%%

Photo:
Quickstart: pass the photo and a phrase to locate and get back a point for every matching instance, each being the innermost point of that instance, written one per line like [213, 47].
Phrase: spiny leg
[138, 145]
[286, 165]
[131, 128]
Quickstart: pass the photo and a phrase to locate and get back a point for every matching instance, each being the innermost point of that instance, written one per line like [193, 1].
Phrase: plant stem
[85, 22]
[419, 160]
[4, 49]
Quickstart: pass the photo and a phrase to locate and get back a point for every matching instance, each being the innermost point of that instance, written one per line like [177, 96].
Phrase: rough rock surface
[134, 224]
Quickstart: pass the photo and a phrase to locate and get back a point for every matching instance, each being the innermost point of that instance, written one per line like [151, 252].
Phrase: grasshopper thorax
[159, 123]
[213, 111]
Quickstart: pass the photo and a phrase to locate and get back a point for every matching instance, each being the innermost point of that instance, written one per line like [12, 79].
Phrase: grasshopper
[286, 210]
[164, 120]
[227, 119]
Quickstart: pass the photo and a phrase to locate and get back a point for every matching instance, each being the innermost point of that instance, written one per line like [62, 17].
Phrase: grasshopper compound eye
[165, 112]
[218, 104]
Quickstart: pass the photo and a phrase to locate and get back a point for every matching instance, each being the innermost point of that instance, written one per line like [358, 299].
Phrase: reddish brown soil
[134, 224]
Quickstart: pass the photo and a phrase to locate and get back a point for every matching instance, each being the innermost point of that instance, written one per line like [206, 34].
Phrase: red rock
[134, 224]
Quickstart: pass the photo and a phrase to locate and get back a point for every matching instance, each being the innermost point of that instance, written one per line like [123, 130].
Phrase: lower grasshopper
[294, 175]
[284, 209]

%%

== SET PROBLEM ==
Would you restate each of the entries word for word?

== TASK SOLUTION ==
Photo:
Quickstart: pass the photo and a phrase to locate and get back a point for every matching instance, each being the innermost point of that instance, written one per line like [213, 47].
Phrase: spiny leg
[138, 145]
[286, 165]
[131, 128]
Quickstart: pass the photo and a phrase to locate and get back a point for every matching instance, each being the innermost point of that instance, written one per line like [193, 1].
Phrase: plant stem
[85, 22]
[419, 160]
[4, 49]
Quickstart: pass the photo and a phrase to locate and get back a point for every matching instance, each being the innermost point of that instance, written one per line like [177, 96].
Phrase: rough rock surface
[134, 224]
Quickstart: pass the photo and a phrase to locate and get back a point for every matching instance, each being the innermost point of that instance, written one per line like [151, 252].
Phrase: grasshopper thorax
[159, 123]
[213, 111]
Quickstart: pass the photo and a phrase to locate and get back a point for every matching instance, each being the innermost point of that instance, written one per line like [12, 79].
Phrase: grasshopper
[286, 210]
[164, 120]
[227, 119]
Quickstart: pass the photo and a phrase to locate and get back a point for every matching instance, each being the innermost point of that instance, written one per line like [62, 17].
Phrase: grasshopper compound eye
[165, 112]
[218, 104]
Quickstart: pass the photo and a phrase to locate and get back a point for every matching instance, each being the innermost point of that instance, written one per line like [358, 299].
Phrase: reddish brown soil
[134, 224]
Quickstart: pass the photo and a phrase to locate and get back a point for every matching instance, each being the innermost point of that instance, written one per line like [206, 34].
Phrase: red rock
[134, 224]
Quickstart: pass the photo and a phrase to locate and get back a point for every matching instance, each being the innermost point of that instance, written one per line like [123, 130].
Phrase: lower grasshopper
[294, 175]
[284, 209]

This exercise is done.